YOUR ASSIGNMENT: Every record must be repeated precisely as it stands.

Referring expression pointing data
□ □ □ □ □

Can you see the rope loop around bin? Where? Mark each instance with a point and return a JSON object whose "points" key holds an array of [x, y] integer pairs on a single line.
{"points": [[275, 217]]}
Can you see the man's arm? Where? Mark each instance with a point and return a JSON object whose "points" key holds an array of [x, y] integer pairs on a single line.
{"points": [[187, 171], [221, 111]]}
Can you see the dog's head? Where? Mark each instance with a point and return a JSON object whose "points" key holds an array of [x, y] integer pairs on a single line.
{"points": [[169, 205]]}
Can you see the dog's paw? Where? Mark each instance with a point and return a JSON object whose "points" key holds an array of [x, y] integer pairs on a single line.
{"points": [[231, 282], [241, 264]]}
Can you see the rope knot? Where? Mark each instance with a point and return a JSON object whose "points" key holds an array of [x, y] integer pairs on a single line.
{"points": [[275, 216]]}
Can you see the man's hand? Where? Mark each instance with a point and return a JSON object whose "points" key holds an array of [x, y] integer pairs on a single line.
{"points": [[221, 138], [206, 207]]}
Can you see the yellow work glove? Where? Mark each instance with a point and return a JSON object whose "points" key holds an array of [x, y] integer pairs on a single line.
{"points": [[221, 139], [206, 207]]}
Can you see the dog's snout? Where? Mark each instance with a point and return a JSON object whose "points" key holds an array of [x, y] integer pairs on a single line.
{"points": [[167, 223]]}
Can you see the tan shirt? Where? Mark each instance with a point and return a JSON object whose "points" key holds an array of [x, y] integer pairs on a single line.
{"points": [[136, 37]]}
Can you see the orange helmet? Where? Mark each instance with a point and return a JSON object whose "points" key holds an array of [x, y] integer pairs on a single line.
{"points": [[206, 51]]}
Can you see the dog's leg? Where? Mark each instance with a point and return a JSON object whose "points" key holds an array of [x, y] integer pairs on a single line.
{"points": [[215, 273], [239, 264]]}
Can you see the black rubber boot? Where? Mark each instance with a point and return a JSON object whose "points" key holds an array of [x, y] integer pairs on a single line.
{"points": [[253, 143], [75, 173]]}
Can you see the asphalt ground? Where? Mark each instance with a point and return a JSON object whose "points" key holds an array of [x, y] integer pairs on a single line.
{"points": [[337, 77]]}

□ □ □ □ □

EXPECTED ANSWER:
Can you see the rope loop around bin? Where? Mark each instance with a point and return a JSON object whose "points" key holds an array of [x, y] integer pairs on a single line.
{"points": [[275, 217]]}
Can you see the man's arm? Where? Mark each instance with a point and return a JSON object whose "points" key holds an array of [x, y] integer pairs on a single line.
{"points": [[187, 171], [221, 111]]}
Can you see the dog's head? Where? Mark each instance with a point and return a JSON object whose "points" key holds an array of [x, y] integer pairs on a single line.
{"points": [[169, 205]]}
Can you see the dog's paw? Where? Mark each instance with a point and return a JSON object whose "points" key holds an array of [x, y] integer pairs on a single line.
{"points": [[231, 282], [241, 264]]}
Can you see the rope knot? Where? Mark each instance with a point and return a JSON object whose "points" key holds an array of [x, y] integer pairs on a single line.
{"points": [[275, 216]]}
Can you see the man's hand? Where? Mark each instance with a point and return a JSON object whose "points" key holds an array of [x, y] integer pairs on a single line.
{"points": [[221, 138], [206, 207]]}
Can you see the yellow work glove? Where? Mark each instance with a point and return a JSON object whose "points" key holds an array of [x, y] integer pairs on a single line.
{"points": [[221, 139], [206, 207]]}
Can you see the dog's snout? Where? Mark each instance with a point and return a JSON object whose "points" key holds an array of [x, y] integer pairs on a single line.
{"points": [[167, 223]]}
Can you see the tan shirt? Where? Mark each instance with a point and return a JSON object whose "points" key holds an array of [x, y] integer pairs on a single line.
{"points": [[136, 37]]}
Can you see the orange helmet? Where? Mark each instance with a point and return a JSON object whose "points" key holds an array of [x, y] integer pairs on a single line.
{"points": [[206, 51]]}
Can you see the dog's leg? Where? Mark each instance with a point and return a JSON object whose "points" key holds an array of [x, y] integer pairs on a single line.
{"points": [[215, 273], [239, 264]]}
Can you see the black rubber boot? Where? Mark each instance with a point and return a JSON object whose "points" key holds an array of [x, y] integer pairs on a single line.
{"points": [[253, 143], [75, 173]]}
Can you see the asphalt ground? Where? Mark each instance with a point and return a JSON object whose "points" key holds an array of [x, y] integer pairs on a single line.
{"points": [[337, 77]]}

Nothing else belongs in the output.